Exercise aim =
Each line in the records that mentions the word "mango" needs to be listed.

╭─ Dataset excerpts

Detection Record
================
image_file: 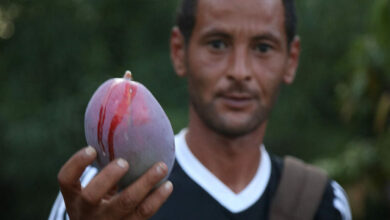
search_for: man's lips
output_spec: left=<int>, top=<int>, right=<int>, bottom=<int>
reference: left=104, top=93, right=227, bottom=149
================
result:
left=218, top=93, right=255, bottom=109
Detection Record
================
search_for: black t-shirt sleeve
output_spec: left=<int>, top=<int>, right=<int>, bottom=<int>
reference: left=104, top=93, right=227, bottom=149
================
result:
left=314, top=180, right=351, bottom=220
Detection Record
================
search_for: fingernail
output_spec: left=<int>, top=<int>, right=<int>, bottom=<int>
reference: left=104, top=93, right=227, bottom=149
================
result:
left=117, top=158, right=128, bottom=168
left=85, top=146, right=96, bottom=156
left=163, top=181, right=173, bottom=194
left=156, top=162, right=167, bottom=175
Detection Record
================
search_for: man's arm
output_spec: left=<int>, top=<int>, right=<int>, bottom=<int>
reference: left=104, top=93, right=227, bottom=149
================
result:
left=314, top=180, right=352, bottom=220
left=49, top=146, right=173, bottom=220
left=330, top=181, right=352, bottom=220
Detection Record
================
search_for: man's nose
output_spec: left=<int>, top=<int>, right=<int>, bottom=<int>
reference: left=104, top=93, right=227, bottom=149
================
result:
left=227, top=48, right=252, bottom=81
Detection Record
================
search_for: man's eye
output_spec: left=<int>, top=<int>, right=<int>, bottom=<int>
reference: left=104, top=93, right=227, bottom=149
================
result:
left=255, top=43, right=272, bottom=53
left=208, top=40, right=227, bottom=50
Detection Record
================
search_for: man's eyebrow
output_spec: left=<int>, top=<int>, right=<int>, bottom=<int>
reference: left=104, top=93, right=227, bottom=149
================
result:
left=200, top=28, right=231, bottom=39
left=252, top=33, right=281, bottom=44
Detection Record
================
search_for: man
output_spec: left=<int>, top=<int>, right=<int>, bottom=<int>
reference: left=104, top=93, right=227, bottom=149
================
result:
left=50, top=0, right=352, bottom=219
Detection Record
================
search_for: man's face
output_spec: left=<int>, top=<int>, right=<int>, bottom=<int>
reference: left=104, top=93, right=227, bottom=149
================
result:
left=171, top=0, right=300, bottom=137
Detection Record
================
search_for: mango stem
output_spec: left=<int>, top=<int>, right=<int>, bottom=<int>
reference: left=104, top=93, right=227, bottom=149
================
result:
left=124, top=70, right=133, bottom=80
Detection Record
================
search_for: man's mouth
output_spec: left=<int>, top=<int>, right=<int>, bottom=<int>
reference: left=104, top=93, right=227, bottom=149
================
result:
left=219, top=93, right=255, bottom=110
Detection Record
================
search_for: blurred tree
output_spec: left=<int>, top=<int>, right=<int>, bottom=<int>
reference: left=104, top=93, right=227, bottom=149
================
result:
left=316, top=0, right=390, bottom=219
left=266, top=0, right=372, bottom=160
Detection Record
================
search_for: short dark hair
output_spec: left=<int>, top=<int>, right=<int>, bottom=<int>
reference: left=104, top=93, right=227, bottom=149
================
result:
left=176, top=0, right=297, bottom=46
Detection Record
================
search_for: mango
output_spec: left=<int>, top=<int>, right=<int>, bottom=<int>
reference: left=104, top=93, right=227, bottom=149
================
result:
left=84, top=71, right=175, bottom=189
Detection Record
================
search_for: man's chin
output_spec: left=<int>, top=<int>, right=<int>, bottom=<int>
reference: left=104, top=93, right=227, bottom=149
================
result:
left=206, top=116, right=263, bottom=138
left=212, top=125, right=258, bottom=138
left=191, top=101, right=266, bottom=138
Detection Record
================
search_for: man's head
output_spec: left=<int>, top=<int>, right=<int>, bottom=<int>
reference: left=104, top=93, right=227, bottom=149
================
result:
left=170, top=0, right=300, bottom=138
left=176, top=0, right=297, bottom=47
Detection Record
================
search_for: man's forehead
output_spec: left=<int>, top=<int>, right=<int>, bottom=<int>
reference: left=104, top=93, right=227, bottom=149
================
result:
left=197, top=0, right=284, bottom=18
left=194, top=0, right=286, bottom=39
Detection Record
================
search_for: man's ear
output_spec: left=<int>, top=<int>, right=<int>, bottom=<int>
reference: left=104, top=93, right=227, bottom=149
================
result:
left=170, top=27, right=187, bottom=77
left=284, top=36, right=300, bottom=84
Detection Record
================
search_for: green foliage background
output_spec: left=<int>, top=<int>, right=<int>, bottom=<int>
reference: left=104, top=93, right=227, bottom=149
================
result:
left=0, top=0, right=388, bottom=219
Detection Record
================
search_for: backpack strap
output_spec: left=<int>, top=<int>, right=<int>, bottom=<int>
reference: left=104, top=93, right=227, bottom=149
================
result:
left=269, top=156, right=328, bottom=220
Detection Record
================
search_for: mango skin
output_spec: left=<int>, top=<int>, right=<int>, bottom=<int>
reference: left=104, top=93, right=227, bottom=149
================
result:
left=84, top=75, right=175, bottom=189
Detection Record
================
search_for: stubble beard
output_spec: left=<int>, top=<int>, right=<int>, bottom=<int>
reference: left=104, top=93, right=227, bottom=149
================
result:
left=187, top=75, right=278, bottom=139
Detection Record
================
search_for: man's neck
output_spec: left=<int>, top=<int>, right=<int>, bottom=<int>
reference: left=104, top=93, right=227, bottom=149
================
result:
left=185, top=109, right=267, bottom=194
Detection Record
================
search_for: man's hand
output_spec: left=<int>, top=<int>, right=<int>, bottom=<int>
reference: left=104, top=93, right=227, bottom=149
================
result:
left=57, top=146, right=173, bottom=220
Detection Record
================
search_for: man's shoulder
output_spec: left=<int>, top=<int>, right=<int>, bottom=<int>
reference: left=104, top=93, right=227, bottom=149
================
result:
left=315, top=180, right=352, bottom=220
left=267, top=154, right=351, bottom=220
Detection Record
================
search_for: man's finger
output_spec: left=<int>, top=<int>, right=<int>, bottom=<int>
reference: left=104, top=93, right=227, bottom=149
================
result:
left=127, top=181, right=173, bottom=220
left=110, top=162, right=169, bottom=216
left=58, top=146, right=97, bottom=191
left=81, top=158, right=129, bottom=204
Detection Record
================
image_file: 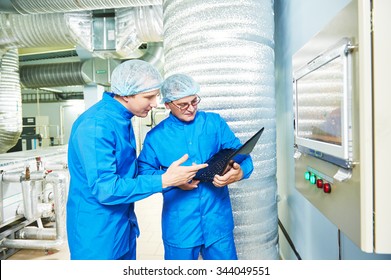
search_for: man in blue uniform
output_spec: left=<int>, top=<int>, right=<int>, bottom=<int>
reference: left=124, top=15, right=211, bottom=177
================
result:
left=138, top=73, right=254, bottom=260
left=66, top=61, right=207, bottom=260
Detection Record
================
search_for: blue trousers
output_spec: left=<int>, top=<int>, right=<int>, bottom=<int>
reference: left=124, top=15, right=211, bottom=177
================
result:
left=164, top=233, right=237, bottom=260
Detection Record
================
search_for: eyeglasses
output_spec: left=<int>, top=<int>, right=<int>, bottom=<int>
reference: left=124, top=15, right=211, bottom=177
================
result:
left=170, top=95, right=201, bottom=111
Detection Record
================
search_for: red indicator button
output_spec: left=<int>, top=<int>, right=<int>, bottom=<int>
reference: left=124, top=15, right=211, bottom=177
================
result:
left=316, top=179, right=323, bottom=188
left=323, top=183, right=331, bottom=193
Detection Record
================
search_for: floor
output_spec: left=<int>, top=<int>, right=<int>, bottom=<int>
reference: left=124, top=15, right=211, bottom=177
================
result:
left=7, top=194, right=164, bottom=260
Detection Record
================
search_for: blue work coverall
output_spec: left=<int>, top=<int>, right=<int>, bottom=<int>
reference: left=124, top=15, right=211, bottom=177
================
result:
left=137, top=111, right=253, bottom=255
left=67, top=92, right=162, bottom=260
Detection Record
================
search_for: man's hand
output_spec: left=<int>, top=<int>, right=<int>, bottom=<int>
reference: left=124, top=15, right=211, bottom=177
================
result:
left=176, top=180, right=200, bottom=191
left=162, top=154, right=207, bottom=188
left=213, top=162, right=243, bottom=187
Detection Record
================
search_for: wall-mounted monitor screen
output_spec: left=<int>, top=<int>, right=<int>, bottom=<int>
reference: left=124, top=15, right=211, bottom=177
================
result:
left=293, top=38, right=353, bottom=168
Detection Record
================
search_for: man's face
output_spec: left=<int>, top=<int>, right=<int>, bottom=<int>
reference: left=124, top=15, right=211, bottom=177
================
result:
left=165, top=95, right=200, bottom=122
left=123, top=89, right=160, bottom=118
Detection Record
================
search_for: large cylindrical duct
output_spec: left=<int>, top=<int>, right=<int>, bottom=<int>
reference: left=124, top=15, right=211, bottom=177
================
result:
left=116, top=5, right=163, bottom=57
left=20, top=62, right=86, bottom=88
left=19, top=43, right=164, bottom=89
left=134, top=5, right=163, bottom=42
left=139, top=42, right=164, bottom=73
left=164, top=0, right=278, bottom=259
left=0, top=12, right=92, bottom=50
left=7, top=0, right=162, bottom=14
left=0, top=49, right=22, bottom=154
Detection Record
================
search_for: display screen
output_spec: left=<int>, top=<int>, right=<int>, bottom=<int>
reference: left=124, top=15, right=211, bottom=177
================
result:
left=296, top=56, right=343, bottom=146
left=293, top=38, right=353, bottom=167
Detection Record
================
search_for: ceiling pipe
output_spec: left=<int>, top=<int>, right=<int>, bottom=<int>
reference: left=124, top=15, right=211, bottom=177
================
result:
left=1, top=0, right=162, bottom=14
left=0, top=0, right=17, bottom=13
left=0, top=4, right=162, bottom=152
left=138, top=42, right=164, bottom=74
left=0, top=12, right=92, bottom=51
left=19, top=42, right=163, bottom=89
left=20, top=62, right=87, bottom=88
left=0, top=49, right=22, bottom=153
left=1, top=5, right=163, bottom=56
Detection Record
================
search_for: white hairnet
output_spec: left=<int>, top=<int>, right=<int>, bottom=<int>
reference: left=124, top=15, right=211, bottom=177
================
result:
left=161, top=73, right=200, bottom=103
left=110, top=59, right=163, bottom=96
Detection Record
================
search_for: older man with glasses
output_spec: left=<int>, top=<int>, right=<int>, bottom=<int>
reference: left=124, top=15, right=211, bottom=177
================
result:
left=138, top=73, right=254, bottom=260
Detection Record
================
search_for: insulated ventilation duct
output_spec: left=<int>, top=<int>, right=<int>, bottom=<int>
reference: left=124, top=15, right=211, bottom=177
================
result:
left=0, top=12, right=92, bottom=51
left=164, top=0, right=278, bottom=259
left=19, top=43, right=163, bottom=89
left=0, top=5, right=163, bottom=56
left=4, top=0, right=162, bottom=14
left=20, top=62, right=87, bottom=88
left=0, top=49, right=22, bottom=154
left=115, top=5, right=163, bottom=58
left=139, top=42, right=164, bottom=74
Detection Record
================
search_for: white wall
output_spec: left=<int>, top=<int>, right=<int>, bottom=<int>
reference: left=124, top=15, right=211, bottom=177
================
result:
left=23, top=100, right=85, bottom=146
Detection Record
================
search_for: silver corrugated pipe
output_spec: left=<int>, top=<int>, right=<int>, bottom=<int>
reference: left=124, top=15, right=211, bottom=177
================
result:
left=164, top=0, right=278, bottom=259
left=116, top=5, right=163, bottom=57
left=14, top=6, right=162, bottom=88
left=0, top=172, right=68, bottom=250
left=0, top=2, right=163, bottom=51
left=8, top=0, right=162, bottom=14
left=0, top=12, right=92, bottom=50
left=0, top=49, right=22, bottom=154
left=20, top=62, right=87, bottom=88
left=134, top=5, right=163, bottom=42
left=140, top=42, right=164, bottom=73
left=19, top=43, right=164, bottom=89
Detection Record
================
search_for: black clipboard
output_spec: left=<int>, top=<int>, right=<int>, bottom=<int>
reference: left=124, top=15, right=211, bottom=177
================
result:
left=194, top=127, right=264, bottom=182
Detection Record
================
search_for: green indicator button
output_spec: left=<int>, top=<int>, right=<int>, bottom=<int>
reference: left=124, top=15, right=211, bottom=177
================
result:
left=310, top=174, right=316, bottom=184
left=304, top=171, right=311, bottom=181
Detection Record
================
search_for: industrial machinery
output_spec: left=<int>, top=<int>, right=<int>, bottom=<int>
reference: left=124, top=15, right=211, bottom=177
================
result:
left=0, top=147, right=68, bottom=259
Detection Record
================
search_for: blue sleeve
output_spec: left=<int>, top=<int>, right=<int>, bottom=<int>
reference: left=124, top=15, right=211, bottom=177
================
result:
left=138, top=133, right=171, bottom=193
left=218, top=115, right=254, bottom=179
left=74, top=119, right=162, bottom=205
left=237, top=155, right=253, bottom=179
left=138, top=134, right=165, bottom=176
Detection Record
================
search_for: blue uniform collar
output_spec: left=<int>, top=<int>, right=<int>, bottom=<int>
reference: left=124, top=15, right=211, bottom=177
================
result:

╰─
╭─ Dataset excerpts

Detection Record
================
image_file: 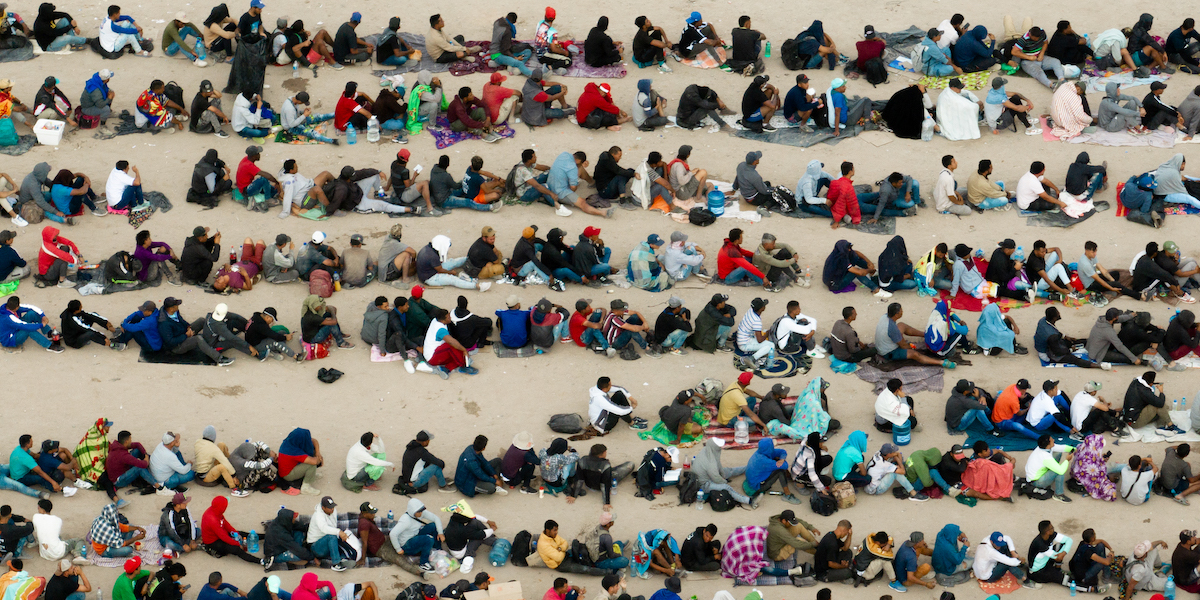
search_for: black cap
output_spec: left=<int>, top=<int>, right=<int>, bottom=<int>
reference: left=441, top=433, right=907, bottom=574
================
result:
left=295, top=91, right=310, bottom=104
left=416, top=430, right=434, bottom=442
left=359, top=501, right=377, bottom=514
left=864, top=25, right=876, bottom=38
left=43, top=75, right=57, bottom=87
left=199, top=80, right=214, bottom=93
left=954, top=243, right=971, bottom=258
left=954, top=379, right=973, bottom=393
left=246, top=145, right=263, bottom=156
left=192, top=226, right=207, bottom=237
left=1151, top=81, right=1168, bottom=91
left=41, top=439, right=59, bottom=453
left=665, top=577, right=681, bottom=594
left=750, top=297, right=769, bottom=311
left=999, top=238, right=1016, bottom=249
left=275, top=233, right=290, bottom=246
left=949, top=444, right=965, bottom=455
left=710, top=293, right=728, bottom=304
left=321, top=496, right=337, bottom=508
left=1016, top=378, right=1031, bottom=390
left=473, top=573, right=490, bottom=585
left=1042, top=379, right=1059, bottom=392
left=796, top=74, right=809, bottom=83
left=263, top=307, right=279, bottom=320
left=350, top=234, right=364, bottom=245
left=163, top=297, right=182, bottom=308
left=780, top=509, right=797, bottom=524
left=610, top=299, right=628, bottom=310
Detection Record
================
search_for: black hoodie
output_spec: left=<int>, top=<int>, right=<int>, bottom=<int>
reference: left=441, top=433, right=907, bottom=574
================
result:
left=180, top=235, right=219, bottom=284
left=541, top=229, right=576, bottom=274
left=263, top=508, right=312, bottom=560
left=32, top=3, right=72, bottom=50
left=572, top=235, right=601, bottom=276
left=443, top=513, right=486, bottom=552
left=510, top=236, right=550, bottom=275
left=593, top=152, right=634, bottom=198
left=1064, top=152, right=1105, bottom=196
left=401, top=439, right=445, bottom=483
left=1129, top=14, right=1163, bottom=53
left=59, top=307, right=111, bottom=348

╰─
╭─ Dataset excerpts

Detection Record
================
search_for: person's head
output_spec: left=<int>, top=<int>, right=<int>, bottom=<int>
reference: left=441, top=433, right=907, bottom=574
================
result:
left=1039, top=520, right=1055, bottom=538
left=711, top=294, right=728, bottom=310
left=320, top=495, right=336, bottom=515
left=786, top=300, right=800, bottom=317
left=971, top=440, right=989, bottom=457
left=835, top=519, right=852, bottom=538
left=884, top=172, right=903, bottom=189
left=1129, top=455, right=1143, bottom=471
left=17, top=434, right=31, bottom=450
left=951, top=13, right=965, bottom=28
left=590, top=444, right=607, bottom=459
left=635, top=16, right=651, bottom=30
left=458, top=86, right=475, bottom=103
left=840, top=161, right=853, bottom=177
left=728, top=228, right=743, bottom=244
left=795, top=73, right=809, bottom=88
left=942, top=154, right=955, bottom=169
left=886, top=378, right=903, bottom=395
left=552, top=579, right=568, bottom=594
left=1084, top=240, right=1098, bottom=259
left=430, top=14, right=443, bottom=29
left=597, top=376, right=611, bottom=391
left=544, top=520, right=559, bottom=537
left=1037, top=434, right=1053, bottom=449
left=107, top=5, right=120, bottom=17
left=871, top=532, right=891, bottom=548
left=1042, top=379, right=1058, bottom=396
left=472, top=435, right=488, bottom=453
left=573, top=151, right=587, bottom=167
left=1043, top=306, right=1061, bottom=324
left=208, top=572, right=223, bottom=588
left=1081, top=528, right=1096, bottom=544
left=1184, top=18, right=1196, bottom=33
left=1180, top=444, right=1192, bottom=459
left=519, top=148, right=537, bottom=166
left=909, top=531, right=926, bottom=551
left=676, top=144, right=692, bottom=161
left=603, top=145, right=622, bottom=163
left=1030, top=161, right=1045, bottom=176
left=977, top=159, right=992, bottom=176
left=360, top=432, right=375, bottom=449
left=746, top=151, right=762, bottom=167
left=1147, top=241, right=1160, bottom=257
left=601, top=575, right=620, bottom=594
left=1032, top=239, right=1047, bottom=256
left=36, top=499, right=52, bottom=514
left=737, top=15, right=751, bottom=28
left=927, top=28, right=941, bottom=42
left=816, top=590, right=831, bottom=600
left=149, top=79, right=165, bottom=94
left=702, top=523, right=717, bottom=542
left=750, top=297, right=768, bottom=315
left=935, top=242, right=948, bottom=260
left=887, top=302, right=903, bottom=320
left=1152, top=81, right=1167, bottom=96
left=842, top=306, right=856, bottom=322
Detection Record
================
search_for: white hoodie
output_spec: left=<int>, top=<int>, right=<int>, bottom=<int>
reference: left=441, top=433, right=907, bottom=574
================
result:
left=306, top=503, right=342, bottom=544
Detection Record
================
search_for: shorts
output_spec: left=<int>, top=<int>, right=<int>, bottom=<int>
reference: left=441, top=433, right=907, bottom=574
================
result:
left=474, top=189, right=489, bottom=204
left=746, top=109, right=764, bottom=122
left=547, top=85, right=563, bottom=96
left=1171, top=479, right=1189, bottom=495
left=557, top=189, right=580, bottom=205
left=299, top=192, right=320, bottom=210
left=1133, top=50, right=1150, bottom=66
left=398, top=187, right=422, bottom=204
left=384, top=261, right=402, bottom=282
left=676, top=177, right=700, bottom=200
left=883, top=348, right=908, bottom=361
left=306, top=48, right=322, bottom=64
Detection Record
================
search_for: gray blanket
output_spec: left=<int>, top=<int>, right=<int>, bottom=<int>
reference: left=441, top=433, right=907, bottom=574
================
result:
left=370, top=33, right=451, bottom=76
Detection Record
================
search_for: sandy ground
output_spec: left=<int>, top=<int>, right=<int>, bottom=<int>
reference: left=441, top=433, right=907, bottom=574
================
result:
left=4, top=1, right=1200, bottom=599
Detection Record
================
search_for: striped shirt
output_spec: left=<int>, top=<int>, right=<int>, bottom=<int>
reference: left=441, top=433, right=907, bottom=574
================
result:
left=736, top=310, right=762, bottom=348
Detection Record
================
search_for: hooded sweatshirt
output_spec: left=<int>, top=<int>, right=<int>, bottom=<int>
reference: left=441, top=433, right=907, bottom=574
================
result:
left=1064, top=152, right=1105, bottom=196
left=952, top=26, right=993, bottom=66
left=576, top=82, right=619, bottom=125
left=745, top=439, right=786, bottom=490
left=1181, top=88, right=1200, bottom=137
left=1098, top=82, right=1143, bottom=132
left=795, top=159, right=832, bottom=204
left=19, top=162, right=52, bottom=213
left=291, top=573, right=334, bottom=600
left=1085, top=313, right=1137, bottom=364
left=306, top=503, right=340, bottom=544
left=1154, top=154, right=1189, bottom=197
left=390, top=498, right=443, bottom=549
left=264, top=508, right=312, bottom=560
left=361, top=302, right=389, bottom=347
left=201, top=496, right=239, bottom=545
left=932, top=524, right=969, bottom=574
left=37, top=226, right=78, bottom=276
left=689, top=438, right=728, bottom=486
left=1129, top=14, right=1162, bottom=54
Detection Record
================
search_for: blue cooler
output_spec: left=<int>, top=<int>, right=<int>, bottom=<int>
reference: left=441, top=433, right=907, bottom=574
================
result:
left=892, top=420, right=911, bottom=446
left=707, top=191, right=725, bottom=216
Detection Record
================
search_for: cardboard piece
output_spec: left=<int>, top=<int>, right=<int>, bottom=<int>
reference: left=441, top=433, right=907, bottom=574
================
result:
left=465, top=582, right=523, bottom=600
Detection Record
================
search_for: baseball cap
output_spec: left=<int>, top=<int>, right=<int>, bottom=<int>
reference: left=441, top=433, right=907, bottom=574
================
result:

╰─

Task result =
search_for: mango stem
search_for: mango
search_for: mango skin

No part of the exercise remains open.